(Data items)

+++

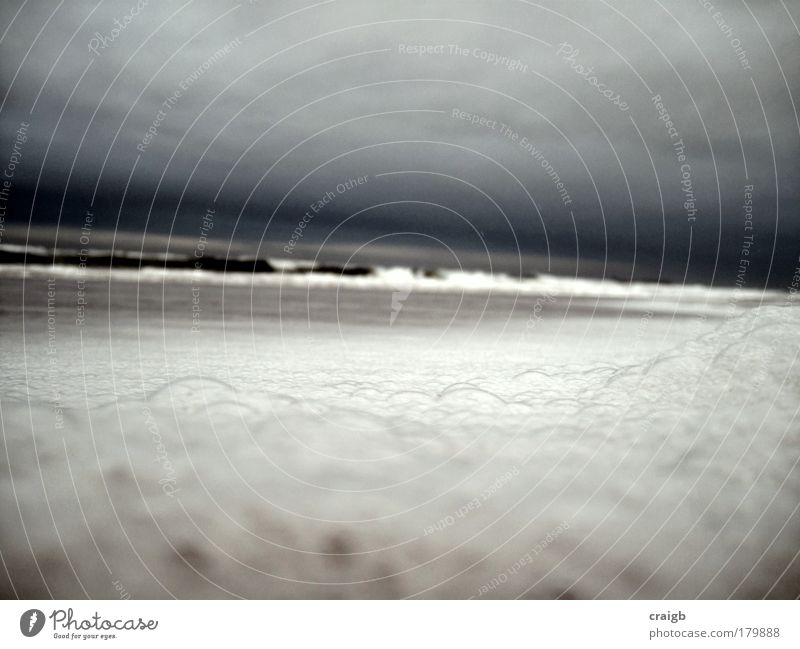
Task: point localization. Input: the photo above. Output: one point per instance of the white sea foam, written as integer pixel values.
(225, 465)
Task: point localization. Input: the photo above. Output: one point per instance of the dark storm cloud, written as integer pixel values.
(525, 135)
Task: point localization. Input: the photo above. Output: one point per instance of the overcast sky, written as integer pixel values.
(510, 134)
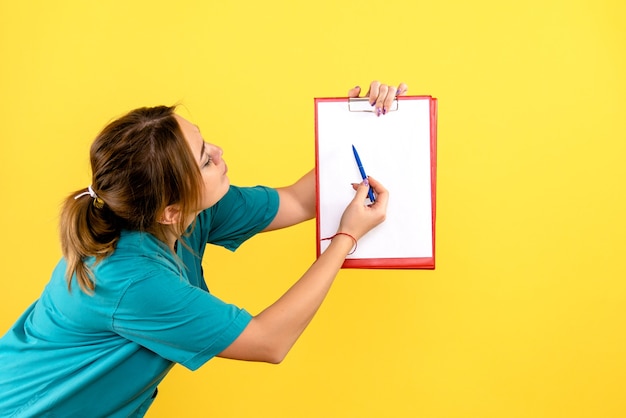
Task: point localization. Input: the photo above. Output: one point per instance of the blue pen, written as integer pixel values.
(370, 194)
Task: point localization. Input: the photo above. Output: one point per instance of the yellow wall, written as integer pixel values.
(524, 315)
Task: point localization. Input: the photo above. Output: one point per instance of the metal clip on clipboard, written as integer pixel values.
(362, 104)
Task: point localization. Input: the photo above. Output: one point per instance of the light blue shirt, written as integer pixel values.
(103, 355)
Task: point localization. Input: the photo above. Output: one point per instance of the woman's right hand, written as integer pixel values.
(359, 218)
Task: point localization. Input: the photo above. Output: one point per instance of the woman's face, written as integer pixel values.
(209, 159)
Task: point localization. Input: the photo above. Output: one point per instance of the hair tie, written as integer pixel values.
(97, 202)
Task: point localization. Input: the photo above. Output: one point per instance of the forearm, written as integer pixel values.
(287, 318)
(297, 203)
(271, 334)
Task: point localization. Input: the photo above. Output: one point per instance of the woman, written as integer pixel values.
(128, 299)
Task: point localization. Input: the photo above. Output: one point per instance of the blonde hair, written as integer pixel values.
(140, 163)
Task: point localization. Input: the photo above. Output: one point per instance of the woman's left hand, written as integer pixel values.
(380, 95)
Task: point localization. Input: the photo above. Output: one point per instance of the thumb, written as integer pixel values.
(354, 92)
(361, 191)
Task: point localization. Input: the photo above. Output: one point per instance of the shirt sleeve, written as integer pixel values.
(180, 322)
(240, 214)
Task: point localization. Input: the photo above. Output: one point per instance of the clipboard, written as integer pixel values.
(399, 149)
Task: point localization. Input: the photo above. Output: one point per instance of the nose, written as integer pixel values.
(216, 153)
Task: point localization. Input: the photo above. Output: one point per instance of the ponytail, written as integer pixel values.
(87, 229)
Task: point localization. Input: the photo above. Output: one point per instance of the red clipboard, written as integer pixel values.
(399, 149)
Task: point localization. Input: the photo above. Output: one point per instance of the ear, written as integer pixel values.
(170, 215)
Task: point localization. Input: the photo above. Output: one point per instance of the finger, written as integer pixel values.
(382, 195)
(372, 93)
(388, 101)
(380, 100)
(361, 192)
(402, 88)
(354, 92)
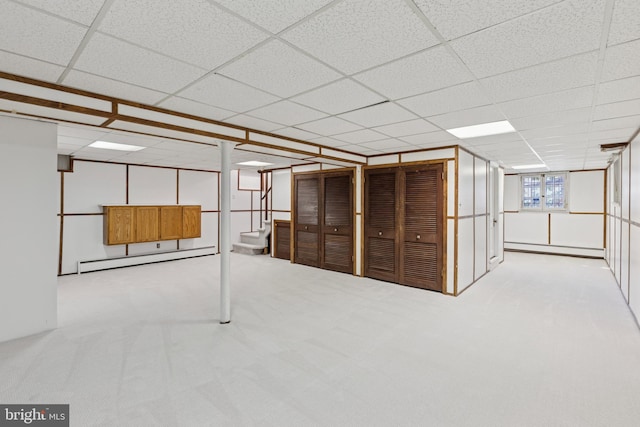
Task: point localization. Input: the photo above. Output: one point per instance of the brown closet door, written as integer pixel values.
(306, 232)
(381, 255)
(421, 242)
(337, 224)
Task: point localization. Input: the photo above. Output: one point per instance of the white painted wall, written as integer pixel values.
(28, 292)
(578, 231)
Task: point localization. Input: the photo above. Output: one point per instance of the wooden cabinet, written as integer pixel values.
(119, 225)
(138, 224)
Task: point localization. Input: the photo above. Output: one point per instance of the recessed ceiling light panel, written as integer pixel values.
(485, 129)
(113, 146)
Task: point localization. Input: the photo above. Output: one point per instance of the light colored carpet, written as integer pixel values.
(540, 341)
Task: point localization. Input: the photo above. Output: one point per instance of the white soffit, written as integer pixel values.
(179, 121)
(54, 95)
(284, 143)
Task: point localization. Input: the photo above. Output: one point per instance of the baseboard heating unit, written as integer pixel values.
(131, 260)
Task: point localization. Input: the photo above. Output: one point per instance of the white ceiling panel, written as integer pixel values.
(279, 69)
(455, 18)
(559, 101)
(360, 136)
(223, 92)
(117, 89)
(619, 90)
(622, 28)
(253, 123)
(135, 65)
(195, 108)
(330, 126)
(472, 116)
(380, 114)
(410, 127)
(294, 132)
(338, 97)
(454, 98)
(38, 35)
(28, 67)
(82, 11)
(617, 109)
(439, 137)
(558, 118)
(212, 36)
(287, 113)
(274, 16)
(355, 35)
(423, 72)
(621, 61)
(386, 144)
(617, 123)
(568, 28)
(554, 76)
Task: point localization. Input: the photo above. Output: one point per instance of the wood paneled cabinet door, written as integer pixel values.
(191, 222)
(119, 225)
(404, 223)
(307, 219)
(147, 224)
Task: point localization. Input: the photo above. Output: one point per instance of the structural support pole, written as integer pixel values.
(226, 148)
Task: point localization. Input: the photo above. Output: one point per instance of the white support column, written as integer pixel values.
(226, 149)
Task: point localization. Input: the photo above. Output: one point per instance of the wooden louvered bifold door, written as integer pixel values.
(421, 242)
(381, 255)
(306, 232)
(337, 224)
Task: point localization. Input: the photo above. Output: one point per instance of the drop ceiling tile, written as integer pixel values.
(211, 40)
(354, 35)
(294, 132)
(423, 72)
(558, 101)
(385, 144)
(559, 118)
(134, 65)
(472, 116)
(378, 115)
(37, 35)
(555, 76)
(456, 18)
(195, 108)
(624, 22)
(253, 123)
(338, 97)
(287, 113)
(279, 69)
(330, 126)
(360, 136)
(275, 16)
(621, 61)
(454, 98)
(110, 87)
(617, 123)
(410, 127)
(82, 11)
(226, 93)
(28, 67)
(617, 109)
(566, 29)
(431, 138)
(619, 90)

+++

▶ _Aim of the exercise_
Copy exactly, and only, the lines from the line that contains "pole, written as integer pixel values." through the end of the data above.

▶ _Your response_
Task: point localization. Input: the photo above. Output: one point per instance of the structural support pole, written as integer pixel values.
(226, 148)
Task: point localization. Input: the photo above. Output: one point per instance of the white support column, written as integer pixel values.
(226, 149)
Task: point localization. Input: the photo above. Output: one point per instance of the wooden louvered bifold door, written as integer pixel values.
(421, 242)
(381, 255)
(306, 232)
(337, 224)
Task: point localization. Input: the photo above. Output: one point per instance of the drop ceiling tile, written as integer pixel values.
(211, 40)
(354, 35)
(294, 132)
(423, 72)
(558, 101)
(385, 144)
(559, 118)
(134, 65)
(472, 116)
(378, 115)
(37, 35)
(555, 76)
(456, 18)
(195, 108)
(624, 22)
(253, 123)
(338, 97)
(287, 113)
(279, 69)
(330, 126)
(360, 136)
(275, 16)
(621, 61)
(454, 98)
(110, 87)
(617, 123)
(410, 127)
(82, 11)
(226, 93)
(28, 67)
(617, 109)
(566, 29)
(431, 138)
(619, 90)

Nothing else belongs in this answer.